**** Record set ****

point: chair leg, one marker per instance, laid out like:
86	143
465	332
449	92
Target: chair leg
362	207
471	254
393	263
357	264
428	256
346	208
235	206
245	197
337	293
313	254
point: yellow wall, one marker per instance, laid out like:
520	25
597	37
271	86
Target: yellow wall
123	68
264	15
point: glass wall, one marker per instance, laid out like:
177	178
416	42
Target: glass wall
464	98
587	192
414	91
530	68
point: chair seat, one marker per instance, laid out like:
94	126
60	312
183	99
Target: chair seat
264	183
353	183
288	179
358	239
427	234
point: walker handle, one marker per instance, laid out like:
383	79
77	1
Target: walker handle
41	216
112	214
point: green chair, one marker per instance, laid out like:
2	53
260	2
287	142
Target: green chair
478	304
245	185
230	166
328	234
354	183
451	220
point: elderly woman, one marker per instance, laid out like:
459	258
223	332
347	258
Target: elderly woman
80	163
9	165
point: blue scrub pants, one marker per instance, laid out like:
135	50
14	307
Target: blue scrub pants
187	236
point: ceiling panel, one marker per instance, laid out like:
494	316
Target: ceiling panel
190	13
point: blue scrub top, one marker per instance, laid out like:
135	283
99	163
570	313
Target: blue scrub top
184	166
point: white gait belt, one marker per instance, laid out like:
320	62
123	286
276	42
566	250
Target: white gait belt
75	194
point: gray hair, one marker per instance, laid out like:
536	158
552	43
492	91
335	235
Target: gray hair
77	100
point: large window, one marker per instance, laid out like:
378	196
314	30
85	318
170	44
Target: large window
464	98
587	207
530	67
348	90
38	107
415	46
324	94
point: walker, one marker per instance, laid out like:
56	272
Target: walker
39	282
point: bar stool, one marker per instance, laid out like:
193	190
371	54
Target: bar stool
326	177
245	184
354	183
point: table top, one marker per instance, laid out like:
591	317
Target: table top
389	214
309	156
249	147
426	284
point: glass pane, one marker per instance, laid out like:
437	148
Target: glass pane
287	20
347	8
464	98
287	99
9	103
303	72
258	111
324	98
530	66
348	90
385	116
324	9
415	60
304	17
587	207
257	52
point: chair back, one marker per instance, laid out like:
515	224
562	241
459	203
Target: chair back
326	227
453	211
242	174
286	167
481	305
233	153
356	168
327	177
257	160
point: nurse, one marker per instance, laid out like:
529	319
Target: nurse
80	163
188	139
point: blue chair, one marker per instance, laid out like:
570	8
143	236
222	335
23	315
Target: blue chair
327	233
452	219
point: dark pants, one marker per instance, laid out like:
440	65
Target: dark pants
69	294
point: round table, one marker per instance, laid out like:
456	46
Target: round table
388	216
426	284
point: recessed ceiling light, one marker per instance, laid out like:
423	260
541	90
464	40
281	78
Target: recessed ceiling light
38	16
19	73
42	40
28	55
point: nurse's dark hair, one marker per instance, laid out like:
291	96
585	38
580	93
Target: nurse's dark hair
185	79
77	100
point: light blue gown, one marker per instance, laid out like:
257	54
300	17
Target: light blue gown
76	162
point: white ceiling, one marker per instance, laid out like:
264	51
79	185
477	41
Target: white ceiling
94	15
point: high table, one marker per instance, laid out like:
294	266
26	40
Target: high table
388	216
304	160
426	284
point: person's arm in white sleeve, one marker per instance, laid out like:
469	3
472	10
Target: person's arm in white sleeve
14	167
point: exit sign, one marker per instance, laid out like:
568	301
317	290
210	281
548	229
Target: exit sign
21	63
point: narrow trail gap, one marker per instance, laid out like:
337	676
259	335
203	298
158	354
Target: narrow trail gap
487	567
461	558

****

Repeat the material verbatim, beginning with the line that contains "point: person's arm" and continuing through the end of the material.

point: person's arm in white sleeve, one marker per instance, laid out like:
469	3
472	10
Target: person's arm in white sleeve
14	167
point: exit sign, one marker per instance, laid out like:
568	301
317	290
210	281
548	229
Target: exit sign
21	63
point: narrow trail gap, one marker per instance, laid out like:
337	676
259	335
203	298
158	354
Target: narrow trail gap
487	567
461	558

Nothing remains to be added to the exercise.